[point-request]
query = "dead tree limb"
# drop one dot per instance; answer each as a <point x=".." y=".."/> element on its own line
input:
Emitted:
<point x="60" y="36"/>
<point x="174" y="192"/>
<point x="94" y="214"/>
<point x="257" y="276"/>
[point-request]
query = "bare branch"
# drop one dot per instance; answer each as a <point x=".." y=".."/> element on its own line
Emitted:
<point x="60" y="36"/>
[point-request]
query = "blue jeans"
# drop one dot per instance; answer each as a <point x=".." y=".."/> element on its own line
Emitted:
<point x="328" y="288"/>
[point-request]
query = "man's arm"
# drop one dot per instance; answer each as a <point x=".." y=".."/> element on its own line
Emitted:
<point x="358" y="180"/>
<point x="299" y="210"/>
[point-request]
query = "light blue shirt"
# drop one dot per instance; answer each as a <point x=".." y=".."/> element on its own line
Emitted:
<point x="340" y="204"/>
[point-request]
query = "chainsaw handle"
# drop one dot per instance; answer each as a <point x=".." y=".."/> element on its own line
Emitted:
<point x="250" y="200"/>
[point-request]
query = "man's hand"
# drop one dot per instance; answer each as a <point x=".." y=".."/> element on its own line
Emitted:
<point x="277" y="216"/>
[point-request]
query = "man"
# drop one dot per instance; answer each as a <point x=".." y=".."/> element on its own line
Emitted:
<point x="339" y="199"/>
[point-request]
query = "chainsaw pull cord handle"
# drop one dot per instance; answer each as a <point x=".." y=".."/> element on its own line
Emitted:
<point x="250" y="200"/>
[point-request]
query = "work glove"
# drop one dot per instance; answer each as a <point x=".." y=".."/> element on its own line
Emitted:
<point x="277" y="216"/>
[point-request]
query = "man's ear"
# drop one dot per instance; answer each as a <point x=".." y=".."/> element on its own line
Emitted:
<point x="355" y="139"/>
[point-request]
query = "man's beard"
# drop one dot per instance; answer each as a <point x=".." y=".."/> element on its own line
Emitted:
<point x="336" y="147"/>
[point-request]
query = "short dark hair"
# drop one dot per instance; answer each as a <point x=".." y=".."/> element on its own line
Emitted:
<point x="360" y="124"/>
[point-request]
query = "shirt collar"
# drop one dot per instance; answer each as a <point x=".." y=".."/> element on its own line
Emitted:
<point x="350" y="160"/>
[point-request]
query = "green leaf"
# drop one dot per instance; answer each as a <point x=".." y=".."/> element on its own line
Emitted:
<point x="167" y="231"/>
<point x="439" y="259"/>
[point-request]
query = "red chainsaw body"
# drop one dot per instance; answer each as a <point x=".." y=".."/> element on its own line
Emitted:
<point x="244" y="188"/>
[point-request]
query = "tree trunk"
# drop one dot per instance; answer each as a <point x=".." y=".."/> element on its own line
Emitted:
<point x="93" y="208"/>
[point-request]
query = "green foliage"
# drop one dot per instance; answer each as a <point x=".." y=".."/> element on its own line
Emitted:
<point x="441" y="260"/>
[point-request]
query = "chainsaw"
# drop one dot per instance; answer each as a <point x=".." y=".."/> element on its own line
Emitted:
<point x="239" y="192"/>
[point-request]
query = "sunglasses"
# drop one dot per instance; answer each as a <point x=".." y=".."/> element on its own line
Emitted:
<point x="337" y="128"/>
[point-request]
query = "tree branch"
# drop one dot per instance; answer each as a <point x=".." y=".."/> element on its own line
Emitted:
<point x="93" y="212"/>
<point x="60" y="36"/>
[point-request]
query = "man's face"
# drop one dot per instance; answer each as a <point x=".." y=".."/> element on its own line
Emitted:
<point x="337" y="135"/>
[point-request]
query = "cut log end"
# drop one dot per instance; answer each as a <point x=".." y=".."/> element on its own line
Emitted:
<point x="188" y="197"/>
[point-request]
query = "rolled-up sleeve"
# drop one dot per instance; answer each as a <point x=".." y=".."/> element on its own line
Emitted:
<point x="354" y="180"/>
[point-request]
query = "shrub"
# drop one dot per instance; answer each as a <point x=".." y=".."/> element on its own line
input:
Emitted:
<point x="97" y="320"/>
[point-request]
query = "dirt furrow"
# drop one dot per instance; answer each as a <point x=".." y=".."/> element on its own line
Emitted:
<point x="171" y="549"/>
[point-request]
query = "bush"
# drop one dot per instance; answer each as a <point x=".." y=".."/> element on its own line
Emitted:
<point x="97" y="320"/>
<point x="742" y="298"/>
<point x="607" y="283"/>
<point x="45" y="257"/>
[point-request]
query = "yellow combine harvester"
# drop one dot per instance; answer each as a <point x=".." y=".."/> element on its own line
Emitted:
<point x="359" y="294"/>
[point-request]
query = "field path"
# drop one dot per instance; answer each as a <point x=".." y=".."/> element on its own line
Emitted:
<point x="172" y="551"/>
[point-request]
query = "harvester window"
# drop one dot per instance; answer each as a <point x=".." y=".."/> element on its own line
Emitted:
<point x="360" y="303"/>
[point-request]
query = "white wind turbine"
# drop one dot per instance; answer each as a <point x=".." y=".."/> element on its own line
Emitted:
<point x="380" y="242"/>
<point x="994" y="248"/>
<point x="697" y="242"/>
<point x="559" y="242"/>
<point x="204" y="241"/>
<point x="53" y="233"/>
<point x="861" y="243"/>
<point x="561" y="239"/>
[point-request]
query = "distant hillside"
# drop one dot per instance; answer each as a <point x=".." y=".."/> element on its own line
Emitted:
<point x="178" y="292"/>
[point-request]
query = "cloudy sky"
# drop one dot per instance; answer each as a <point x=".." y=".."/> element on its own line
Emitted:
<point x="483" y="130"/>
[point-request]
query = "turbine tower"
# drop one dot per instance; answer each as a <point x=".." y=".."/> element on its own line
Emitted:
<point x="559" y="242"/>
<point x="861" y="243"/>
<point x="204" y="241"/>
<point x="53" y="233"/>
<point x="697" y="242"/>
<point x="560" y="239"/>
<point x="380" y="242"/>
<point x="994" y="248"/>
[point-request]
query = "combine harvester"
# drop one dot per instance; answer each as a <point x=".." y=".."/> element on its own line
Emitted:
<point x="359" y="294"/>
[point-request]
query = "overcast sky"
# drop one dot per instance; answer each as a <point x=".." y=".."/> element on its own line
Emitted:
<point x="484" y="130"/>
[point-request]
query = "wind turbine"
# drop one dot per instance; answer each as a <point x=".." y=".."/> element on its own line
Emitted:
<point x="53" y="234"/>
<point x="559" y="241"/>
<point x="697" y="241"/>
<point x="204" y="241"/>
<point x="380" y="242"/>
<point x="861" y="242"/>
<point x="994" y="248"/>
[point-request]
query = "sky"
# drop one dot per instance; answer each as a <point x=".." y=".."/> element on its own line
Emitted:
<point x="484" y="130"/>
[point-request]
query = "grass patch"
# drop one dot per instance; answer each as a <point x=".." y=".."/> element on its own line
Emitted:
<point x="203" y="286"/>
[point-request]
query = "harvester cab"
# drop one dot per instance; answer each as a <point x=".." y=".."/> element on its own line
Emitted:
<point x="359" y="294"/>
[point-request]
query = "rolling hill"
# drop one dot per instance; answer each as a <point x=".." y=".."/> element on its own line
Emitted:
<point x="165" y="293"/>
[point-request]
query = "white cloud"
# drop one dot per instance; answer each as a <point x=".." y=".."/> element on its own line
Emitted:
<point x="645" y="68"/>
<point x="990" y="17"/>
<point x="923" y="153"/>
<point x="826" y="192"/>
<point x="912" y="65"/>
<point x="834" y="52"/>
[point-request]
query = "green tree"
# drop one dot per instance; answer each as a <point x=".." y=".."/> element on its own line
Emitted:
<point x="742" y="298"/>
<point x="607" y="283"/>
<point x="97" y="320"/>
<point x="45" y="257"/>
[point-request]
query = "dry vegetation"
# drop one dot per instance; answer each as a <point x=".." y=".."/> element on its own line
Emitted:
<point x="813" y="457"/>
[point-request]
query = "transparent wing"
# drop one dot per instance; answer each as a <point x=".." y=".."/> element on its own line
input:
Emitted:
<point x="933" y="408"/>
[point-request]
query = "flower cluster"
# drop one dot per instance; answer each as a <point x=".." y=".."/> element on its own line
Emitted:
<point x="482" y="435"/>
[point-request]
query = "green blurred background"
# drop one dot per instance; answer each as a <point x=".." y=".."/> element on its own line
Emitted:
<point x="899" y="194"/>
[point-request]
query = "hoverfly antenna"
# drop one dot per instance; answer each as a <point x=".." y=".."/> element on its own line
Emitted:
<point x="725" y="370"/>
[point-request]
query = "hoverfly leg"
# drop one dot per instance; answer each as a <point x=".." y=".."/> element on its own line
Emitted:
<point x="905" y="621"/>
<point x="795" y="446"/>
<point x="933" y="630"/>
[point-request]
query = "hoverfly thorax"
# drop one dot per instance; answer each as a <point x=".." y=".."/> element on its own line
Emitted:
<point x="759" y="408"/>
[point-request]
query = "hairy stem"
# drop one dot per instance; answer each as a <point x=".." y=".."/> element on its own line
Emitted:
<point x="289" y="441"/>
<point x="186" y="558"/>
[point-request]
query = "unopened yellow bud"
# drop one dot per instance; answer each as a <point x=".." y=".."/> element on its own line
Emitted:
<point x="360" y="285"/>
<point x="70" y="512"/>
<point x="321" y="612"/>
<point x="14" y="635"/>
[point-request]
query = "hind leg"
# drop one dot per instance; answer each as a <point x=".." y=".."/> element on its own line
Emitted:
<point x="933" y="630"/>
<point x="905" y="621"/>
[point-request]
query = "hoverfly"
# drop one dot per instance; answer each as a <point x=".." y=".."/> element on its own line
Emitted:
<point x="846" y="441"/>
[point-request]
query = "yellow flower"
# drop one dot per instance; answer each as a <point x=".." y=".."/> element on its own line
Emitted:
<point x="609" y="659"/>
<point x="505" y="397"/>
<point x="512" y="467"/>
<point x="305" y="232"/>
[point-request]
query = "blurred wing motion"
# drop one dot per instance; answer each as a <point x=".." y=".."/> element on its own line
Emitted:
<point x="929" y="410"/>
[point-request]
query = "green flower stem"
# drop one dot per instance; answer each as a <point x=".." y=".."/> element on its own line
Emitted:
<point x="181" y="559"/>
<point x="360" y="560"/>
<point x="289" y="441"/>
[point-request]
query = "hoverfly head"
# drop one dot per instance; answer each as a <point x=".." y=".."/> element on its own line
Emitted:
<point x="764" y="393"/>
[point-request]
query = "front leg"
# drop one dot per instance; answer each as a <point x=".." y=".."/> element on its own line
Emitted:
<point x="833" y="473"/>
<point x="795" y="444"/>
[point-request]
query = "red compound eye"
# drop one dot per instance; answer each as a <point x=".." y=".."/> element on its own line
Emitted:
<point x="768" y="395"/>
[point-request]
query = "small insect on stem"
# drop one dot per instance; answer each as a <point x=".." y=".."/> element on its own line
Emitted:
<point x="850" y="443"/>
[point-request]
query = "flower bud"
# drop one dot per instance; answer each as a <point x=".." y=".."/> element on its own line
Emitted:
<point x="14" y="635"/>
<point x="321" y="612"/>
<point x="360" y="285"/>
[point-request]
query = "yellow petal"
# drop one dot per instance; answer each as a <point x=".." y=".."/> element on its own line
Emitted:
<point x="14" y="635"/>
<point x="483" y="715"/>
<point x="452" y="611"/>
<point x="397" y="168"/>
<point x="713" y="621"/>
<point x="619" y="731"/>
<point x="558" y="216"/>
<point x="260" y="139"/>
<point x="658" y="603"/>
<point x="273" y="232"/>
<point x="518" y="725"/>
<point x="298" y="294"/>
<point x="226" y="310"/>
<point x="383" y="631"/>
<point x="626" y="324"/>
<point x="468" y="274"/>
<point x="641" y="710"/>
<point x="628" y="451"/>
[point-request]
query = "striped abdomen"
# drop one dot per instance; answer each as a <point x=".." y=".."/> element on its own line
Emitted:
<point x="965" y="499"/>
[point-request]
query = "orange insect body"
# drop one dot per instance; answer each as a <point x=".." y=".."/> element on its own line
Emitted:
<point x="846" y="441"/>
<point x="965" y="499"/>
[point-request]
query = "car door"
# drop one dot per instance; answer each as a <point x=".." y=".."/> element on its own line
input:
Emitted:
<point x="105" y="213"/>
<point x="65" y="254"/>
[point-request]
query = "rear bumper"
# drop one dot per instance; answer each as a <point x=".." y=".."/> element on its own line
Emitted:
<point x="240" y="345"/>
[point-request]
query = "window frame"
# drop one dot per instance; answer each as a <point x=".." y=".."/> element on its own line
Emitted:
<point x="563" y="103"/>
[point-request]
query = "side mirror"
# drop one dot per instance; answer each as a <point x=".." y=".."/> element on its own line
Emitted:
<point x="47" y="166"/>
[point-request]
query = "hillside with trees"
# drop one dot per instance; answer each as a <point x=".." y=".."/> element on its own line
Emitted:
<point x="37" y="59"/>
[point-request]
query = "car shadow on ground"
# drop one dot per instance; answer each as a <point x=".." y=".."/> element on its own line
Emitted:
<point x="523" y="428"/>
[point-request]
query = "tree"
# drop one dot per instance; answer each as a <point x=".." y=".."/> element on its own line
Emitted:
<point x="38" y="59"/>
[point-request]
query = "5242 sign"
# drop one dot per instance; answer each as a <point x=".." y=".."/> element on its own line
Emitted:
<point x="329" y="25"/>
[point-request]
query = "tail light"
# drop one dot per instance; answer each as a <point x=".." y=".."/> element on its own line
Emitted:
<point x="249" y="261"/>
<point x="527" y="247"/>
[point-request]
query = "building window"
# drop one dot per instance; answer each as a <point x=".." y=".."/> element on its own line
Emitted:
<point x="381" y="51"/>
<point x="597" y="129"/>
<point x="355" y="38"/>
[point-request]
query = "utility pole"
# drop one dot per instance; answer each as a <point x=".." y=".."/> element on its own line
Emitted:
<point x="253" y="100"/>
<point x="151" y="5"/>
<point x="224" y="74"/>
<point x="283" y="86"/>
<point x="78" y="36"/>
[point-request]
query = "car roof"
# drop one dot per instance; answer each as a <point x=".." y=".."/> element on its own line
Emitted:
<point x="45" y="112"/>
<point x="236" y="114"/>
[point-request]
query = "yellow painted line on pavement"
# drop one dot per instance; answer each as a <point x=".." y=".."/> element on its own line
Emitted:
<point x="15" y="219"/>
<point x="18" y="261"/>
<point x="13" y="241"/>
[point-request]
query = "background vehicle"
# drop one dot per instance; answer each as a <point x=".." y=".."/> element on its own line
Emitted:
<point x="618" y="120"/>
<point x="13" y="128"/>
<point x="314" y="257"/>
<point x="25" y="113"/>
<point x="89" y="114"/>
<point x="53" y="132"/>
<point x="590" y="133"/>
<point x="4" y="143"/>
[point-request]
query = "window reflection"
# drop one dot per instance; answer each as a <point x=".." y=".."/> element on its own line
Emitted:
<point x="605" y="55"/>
☆ ☆ ☆ ☆ ☆ ☆ ☆
WRITTEN INSTRUCTION:
Copy each line of the records above that contains the string "chainsaw".

RESULT BELOW:
query = "chainsaw handle"
query = "chainsaw pull cord handle"
query = "red chainsaw body"
query = "chainsaw"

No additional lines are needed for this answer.